$$D=\{x^2+y^2+z^2\le 25,y\le -4\}. \qquad F=\{z^2,y^2,x^2\}$$
In order to find the total flux going outward D I need to evaluate two fluxes(or maybe not ? ):
the first one is the flux of the circular region surface $x^2+z^2\le 9$ (which is the intersection between the sphere and $y\le -4$)
and the second one is the surface created by cutting the sphere
I calculated the first flux by first parametrizing the surface and then by evaluating the double integral over if :
$$\iint\limits_{S_1} F\,ds$$
So I have $r(\theta)=(3\cos\theta,-4,3\sin\theta)$ with $0\le \theta \le 2\pi$
and the normal vector is $n=(0,-1,0)$. and eventually the flux will be = $-144\pi$
The problems start when I try to calculate the flux of the second surface :
So i have $r(\theta,\phi)=(p\sin\phi\sin\theta,p\cos\phi,p\sin\phi\cos\theta)$ with $0\le \theta \le 2\pi$,$\cos^{-1}{(-4/5)\le \phi \le \pi}$
The normal shoud be : $n = (-p^2\sin^2\phi\sin\theta,-p^2\sin\phi\cos\phi,-p^2\sin^2\phi\sin^2\theta)$
And when I multiply $F(r(\theta,\phi))n = -p^4\cos^2\theta(2\sin^4\phi\sin\theta+\sin\phi\cos\phi)$
Is that really What I should put in the integral? (in order to find tge flux of the second region)

Your instructions
Set down, word for word, the part of the flux passage that begins at the words "and the second" and stops after the words "the second region)". Draw only on the flux passage above.

Entries shown
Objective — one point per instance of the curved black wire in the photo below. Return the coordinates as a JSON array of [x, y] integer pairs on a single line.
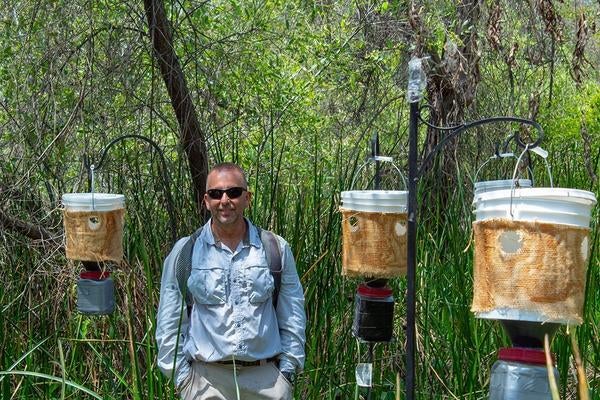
[[458, 129], [164, 175]]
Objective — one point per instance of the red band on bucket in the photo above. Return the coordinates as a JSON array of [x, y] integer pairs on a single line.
[[524, 355], [95, 275], [368, 291]]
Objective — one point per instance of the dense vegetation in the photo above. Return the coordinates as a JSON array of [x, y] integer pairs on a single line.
[[293, 91]]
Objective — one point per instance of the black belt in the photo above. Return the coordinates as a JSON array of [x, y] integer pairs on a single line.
[[247, 363]]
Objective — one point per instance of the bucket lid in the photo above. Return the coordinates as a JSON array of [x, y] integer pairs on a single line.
[[93, 201], [571, 195], [523, 354], [384, 201]]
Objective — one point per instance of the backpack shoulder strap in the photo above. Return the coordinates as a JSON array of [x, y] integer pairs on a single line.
[[183, 268], [271, 245]]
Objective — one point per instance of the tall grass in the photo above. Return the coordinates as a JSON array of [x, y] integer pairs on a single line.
[[49, 351]]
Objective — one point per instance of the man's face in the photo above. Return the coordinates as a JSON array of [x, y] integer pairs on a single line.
[[226, 211]]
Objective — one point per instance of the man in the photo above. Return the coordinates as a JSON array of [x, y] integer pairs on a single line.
[[235, 344]]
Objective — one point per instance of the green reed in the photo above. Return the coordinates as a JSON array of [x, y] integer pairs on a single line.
[[49, 351]]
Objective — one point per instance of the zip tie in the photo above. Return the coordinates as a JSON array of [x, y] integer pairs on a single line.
[[93, 202], [512, 185]]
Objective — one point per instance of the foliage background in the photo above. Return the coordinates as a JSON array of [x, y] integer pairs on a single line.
[[293, 91]]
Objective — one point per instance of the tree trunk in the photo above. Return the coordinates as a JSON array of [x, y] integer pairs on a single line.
[[191, 135]]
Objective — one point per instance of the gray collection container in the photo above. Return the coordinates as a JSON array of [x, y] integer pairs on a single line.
[[520, 374], [96, 296]]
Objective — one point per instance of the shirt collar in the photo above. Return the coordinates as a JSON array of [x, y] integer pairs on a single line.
[[251, 237]]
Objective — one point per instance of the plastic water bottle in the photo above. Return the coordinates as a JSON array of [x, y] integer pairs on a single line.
[[520, 374]]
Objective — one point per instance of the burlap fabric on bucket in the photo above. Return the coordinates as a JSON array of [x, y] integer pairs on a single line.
[[530, 266], [374, 244], [94, 235]]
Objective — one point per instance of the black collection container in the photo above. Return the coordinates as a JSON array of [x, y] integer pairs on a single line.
[[373, 314]]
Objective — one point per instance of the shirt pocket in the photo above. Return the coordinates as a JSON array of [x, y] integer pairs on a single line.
[[208, 285], [260, 283]]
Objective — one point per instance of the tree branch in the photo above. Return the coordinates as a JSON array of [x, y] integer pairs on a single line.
[[27, 229], [192, 136]]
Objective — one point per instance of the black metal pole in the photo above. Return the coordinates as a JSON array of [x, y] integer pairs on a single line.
[[411, 265], [375, 153]]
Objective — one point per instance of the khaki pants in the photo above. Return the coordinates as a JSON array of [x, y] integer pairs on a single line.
[[210, 381]]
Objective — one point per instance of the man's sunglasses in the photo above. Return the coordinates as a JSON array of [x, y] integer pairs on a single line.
[[232, 193]]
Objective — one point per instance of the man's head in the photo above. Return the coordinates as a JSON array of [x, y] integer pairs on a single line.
[[227, 194]]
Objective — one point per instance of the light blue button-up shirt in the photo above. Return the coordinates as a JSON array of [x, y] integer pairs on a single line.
[[233, 315]]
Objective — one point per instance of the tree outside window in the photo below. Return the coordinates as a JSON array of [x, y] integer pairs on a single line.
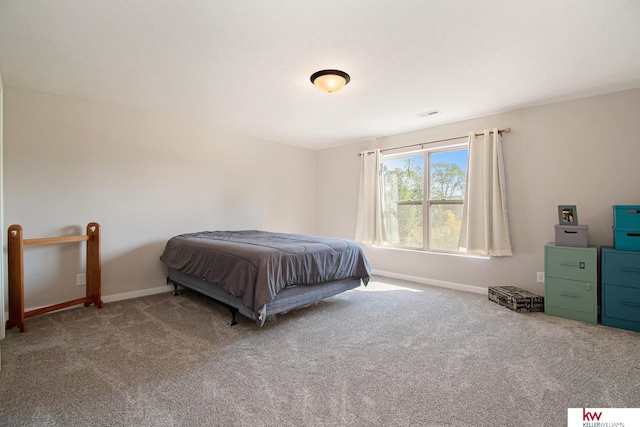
[[410, 218]]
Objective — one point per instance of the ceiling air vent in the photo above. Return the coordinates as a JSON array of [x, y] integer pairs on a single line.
[[428, 113]]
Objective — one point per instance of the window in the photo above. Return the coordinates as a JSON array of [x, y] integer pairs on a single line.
[[428, 221]]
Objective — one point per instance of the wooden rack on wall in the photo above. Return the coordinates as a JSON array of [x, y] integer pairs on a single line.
[[15, 246]]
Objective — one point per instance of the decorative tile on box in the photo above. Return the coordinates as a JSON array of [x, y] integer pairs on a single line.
[[516, 299]]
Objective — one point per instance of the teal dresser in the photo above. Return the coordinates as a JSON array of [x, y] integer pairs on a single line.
[[571, 282], [621, 289]]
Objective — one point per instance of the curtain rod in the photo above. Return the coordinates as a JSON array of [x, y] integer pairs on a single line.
[[505, 130]]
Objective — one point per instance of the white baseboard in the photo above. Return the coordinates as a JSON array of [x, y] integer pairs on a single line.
[[116, 297], [432, 282], [137, 294]]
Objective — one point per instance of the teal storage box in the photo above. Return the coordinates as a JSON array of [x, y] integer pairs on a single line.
[[626, 217], [626, 240]]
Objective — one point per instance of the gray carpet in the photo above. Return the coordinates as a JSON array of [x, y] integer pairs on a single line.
[[394, 353]]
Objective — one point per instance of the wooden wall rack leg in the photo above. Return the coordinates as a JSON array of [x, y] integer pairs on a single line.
[[16, 244]]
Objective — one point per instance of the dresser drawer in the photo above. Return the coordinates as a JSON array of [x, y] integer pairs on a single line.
[[571, 295], [622, 303], [621, 268], [571, 263]]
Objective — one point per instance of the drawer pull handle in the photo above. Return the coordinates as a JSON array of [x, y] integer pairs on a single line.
[[580, 265], [632, 304], [569, 294]]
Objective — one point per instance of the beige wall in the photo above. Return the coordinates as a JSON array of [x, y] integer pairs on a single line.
[[584, 152], [144, 178]]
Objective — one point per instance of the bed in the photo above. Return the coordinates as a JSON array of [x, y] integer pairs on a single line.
[[259, 273]]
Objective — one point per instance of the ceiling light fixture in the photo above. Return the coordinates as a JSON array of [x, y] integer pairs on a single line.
[[330, 80]]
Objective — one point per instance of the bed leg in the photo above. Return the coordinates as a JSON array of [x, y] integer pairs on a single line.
[[175, 287], [233, 316]]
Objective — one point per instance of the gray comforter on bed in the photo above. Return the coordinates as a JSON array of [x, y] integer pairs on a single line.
[[255, 265]]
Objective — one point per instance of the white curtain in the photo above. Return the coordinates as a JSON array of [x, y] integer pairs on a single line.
[[370, 222], [485, 225]]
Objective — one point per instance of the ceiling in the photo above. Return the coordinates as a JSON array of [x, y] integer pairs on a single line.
[[243, 65]]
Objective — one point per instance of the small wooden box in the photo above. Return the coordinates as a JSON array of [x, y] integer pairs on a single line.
[[571, 235], [516, 299]]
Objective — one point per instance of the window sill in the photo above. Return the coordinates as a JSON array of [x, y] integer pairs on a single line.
[[431, 252]]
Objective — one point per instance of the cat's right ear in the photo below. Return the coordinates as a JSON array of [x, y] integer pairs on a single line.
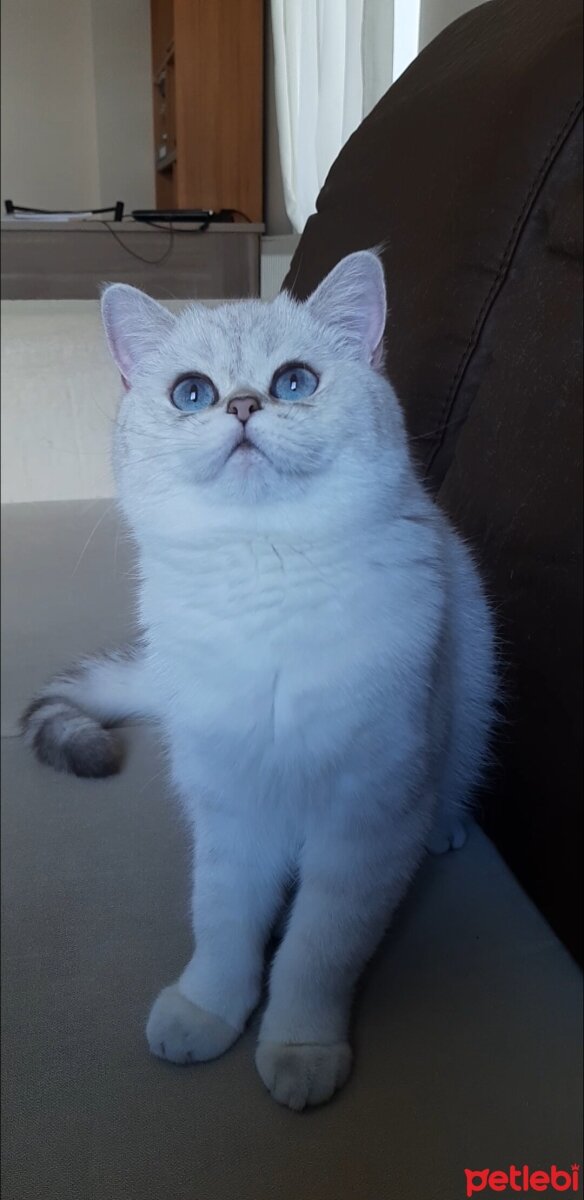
[[134, 327]]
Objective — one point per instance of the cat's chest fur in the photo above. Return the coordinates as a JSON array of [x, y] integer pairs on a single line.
[[276, 647]]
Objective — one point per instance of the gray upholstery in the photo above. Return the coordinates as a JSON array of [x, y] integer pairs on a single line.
[[467, 1027]]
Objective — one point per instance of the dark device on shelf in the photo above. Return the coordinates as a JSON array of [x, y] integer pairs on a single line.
[[13, 209], [170, 216]]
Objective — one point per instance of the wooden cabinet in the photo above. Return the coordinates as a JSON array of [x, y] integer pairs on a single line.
[[208, 64]]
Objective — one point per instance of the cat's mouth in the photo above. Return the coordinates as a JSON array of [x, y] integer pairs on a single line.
[[246, 447]]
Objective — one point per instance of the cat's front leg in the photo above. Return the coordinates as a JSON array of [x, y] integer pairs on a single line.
[[235, 900], [353, 875]]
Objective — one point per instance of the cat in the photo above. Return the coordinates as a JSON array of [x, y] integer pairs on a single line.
[[315, 647]]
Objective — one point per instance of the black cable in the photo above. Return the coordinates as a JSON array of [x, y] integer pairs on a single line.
[[150, 262]]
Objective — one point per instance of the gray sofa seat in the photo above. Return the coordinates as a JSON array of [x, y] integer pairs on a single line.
[[467, 1025]]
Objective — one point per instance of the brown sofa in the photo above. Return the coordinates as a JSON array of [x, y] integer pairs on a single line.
[[468, 174]]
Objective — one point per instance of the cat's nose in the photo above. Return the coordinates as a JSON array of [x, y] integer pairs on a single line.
[[242, 407]]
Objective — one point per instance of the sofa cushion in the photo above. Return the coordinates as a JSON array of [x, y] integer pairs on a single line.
[[468, 175]]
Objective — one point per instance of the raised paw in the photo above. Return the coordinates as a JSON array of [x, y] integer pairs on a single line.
[[449, 833], [299, 1075], [180, 1031]]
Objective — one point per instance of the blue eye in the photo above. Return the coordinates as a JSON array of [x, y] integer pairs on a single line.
[[294, 382], [193, 393]]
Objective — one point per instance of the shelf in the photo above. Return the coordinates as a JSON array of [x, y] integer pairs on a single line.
[[167, 162]]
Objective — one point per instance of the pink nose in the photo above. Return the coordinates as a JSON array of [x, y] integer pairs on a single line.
[[242, 407]]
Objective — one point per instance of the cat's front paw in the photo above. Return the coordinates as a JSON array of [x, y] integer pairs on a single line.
[[300, 1075], [182, 1032]]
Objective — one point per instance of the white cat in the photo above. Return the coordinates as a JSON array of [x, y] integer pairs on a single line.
[[317, 649]]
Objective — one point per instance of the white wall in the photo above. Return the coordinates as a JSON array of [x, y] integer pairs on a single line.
[[124, 101], [49, 131], [77, 109]]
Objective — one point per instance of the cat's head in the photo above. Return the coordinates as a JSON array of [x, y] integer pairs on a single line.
[[254, 403]]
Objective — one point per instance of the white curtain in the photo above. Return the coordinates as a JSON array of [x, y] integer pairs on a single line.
[[333, 60]]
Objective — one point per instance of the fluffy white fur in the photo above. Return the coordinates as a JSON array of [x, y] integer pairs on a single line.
[[318, 652]]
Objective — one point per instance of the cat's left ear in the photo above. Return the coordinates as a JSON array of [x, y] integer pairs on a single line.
[[351, 299], [134, 327]]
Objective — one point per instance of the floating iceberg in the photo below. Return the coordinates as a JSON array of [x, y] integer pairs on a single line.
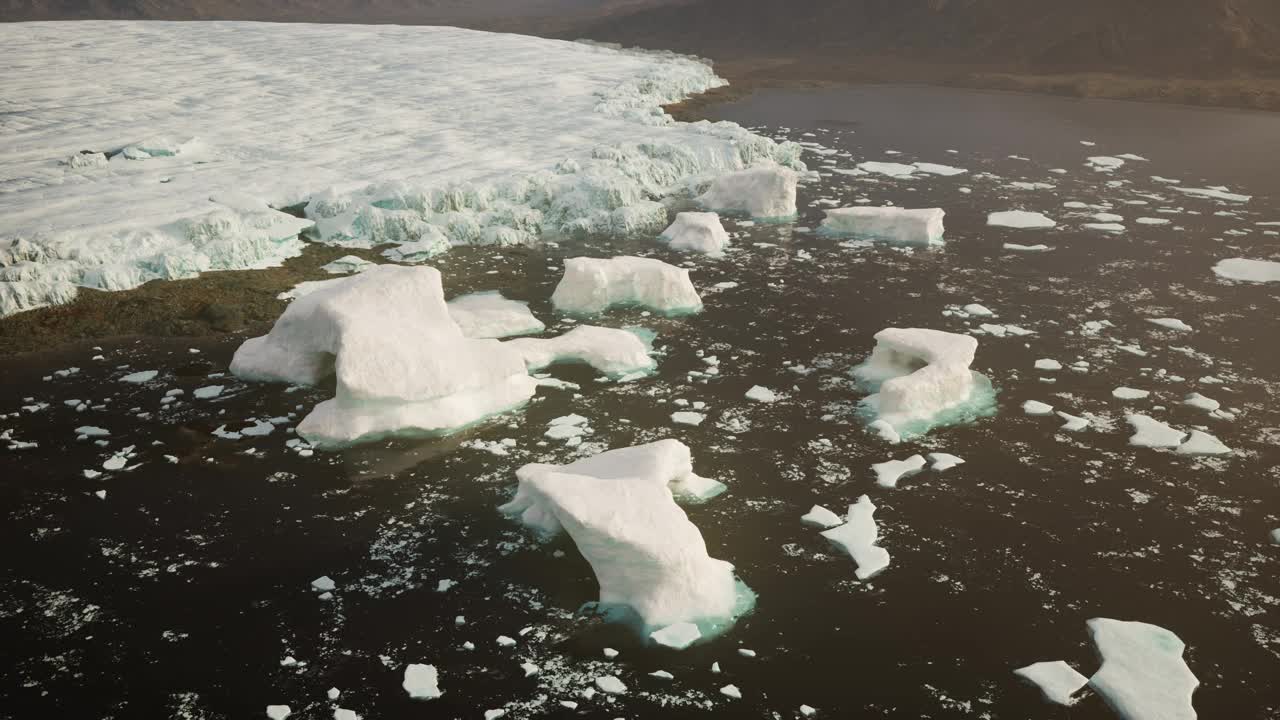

Written reply
and the second one is the surface created by cutting the sphere
I calculated the first flux by first parametrizing the surface and then by evaluating the double integral over if :
$$\iint\limits_{S_1} F\,ds$$
So I have $r(\theta)=(3\cos\theta,-4,3\sin\theta)$ with $0\le \theta \le 2\pi$
and the normal vector is $n=(0,-1,0)$. and eventually the flux will be = $-144\pi$
The problems start when I try to calculate the flux of the second surface :
So i have $r(\theta,\phi)=(p\sin\phi\sin\theta,p\cos\phi,p\sin\phi\cos\theta)$ with $0\le \theta \le 2\pi$,$\cos^{-1}{(-4/5)\le \phi \le \pi}$
The normal shoud be : $n = (-p^2\sin^2\phi\sin\theta,-p^2\sin\phi\cos\phi,-p^2\sin^2\phi\sin^2\theta)$
And when I multiply $F(r(\theta,\phi))n = -p^4\cos^2\theta(2\sin^4\phi\sin\theta+\sin\phi\cos\phi)$
Is that really What I should put in the integral? (in order to find tge flux of the second region)